→ **Условия задания**:
a – Чем, согласно тексту об общественном мнении, не является разброс значений в размерах групп из Табл.1?
b – Напишите продолжение текста об общественном мнении после его последнего абзаца.

→ **Текст документа**:

* * * * * * *

Разброс значений в размерах групп для разных вопросов, отраженный в Табл.1, отнюдь не является «шумом» в данных, который необходимо устранить. Напротив, эти различия демонстрируют нам естественное состояние общественных реакций, складывающихся в неоднозначную и диффузную картину. За границами ангажированных партийных групп то или иное распределение предпочтений на национальной выборке выглядит ситуативной констелляцией, в которой размеры групп изменяются под влиянием актуальной «повестки», предложенной конкретным вопросом и конкретными обстоятельствами.

Такой взгляд представляет «общественное мнение» не как композицию лагерей с уже сформировавшимися и очерченными предпочтениями, но в большей степени обнажает и высвечивает его онтологическую текучесть и аморфность. За границами твердых партийных групп большинство респондентов-избирателей могут оказываться и «демократами-западниками», и «эгалитаристами» или «этатистами», демонстрирующими определенные симпатии к «советской модели», и сторонниками «сильной власти» и «особого пути» — в зависимости от контекстов, в которых им приходится делать выбор, и тех повесток, на которых сфокусировано в данный момент внимание общества. Респондент может позиционировать себя в одном месте на оси «свободный рынок — государственная экономика» и в несколько ином — на оси «демократия, децентрализация — сильная централизованная власть». Или, с одной стороны, энергично поддерживать государственное регулирование в экономике, но в то же время разделять озабоченность проблемой «справедливых» правил игры, а потому выражать энергичную поддержку идеям равенства перед законом и защиты гражданских прав. Соответственно, если общественная повестка будет сфокусирована на последней теме, то он может поддержать партию «западников-демократов», а если на проблеме «рыночной несправедливости» и противодействия угрозам, то очутиться в стане «коммунистов».

Достаточно очевидно, что для самоопределения в обсуждаемой системе координат («западная — советская — нынешняя» модели) наиболее значимыми оказываются несколько макроповесток:

  • политическая повестка (отношение к демократии): предпочтения «централизованной («сильный лидер», «твердая рука»)/децентрализованной» системы принятия решений и распределения полномочий, а также представление о ценности политической конкуренции и политического участия;
  • экономическая повестка (отношение к рынку): предпочтения по оси «рынок/эгалитаризм/патернализм (этатизм)»;
  • институциональная повестка (отношение к «государству»): представление об эффективном государстве и его институтах, значимости принципов равенства перед законом (rule of law), защиты прав человека и подотчетности правительства;
  • и наконец, повестка идентичности: самоопределение на оси «Россия — Запад (внешний мир)», т.е. оценка предпочтительного уровня «открытости — закрытости (самодостаточности)» страны.

* * * * * * *

[Сохранённые данные]
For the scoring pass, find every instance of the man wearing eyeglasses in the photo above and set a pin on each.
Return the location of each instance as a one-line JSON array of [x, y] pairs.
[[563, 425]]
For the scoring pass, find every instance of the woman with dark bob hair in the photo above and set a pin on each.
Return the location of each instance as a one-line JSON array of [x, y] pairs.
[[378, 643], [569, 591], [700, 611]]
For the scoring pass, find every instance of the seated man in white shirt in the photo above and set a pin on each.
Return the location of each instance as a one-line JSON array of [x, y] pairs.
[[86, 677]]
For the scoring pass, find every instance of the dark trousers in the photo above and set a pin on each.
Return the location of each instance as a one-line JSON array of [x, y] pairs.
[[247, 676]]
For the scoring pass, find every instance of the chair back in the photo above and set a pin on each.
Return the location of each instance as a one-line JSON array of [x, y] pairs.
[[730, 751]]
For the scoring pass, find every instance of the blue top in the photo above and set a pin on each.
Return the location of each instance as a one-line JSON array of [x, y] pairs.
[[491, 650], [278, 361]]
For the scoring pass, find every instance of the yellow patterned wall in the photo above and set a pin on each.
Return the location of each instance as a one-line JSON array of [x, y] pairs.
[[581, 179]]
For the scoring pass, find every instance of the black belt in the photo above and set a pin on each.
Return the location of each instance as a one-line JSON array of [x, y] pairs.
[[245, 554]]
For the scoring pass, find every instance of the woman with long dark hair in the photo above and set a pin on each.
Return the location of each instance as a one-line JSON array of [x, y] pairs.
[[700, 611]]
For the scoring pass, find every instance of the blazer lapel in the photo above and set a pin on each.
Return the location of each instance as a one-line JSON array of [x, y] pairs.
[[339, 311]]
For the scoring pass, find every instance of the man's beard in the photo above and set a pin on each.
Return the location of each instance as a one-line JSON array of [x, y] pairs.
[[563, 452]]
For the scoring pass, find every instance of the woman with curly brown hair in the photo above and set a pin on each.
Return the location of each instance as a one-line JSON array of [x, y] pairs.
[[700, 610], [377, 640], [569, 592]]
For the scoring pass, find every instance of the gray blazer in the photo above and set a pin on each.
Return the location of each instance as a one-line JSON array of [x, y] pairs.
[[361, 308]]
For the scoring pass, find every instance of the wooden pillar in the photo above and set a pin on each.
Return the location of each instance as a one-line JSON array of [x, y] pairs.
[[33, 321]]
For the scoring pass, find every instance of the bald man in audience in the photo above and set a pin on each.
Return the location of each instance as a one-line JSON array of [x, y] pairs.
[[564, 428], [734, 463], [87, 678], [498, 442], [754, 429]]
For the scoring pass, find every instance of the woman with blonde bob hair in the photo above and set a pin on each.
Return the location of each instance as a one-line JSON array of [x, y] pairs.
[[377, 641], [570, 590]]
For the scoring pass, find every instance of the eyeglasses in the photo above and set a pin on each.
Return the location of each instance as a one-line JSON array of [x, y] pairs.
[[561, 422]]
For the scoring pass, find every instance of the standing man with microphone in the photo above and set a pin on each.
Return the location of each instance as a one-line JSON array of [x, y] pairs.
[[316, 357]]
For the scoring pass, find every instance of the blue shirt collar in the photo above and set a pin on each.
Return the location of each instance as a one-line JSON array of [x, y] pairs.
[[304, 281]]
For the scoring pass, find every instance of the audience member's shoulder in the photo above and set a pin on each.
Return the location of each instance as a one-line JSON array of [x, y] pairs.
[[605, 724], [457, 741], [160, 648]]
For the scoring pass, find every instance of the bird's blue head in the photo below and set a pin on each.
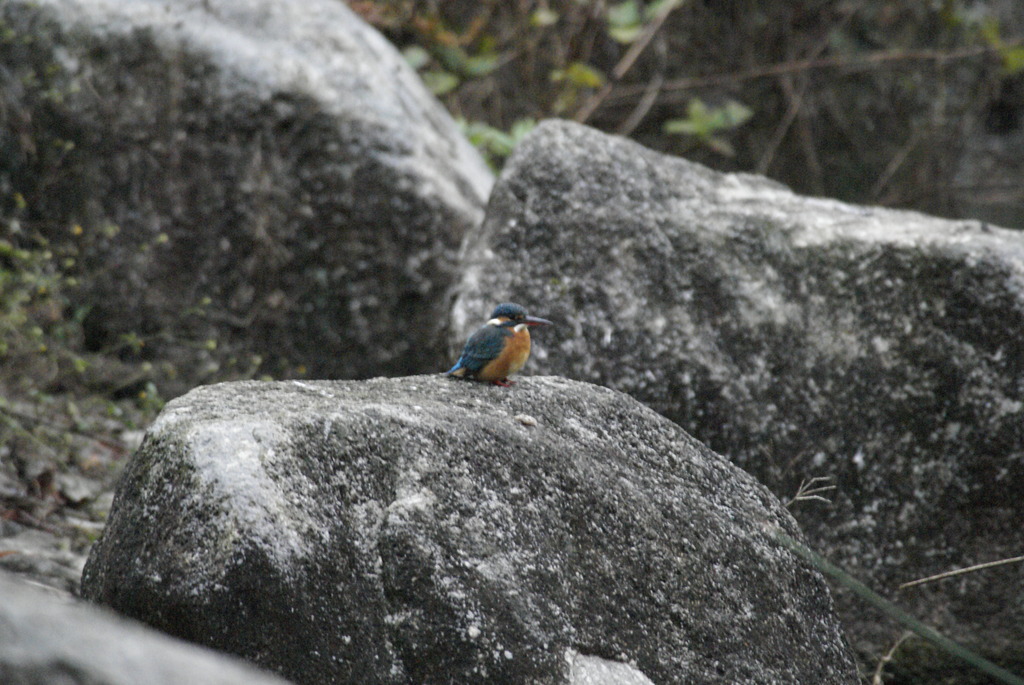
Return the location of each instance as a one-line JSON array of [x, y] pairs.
[[509, 310], [516, 313]]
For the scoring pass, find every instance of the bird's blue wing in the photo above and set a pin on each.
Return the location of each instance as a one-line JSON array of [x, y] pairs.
[[481, 347]]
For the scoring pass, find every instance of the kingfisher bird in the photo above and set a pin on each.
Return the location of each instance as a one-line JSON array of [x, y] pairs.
[[499, 348]]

* * * * * * *

→ **Ответы по порядку**:
a – Он не является «шумом» в данных, который необходимо устранить.

b –
Эти «повестки», безусловно, взаимосвязаны, но в то же время обладают определенной автономией, а размеры партийно-идеологических групп могут меняться в зависимости от того, какие из них оказываются особенно актуальными для общества в данном периоде. Так, например, экономический шок 2008–2009 годов, продемонстрировавший неустойчивость достигнутых в 2000-е годы экономических успехов, снизил доверие к «нынешнему» режиму и веру в его эффективность — повысив, соответственно, интерес к проблемам институционального выбора и социально-политической модернизации. В результате возникает ощущение, что распределение общественных предпочтений в начале 2010-х годов сдвигается к тому, которое характерно для вопросов 5 и 6, где доля сторонников «западническо-демократической» модели достаточно велика и практически равна доле сторонников «нынешнего режима». Как уже упоминалось, повестка борьбы за «честные выборы» расширила демократическую коалицию до 40%, привлекая на ее сторону часть «левых» и националистически настроенных сил. И наоборот, в посткрымском периоде обществу с исключительной настойчивостью предлагают прежде всего определиться по Вопросу 3 («По какому историческому пути…»), и в результате возникает стойкое ощущение, что характерное для этого вопроса распределение групп и есть отражение истинной картины общественных предпочтений и реального баланса политического спроса.

Таким образом, политическая радикализация — перемещение некоторых периферийных, не главных для общества в «нормальном» состоянии повесток в центр общественного внимания — может приводить к серьезному смещению в распределении предпочтений. Ярким эпизодом подобной манипуляции «повестками» можно считать кампанию в Думе и государственных медиа в 2012–2013 годах, выдвигавшую в центр актуальной общественной дискуссии вопрос об отношении к сексуальным меньшинствам.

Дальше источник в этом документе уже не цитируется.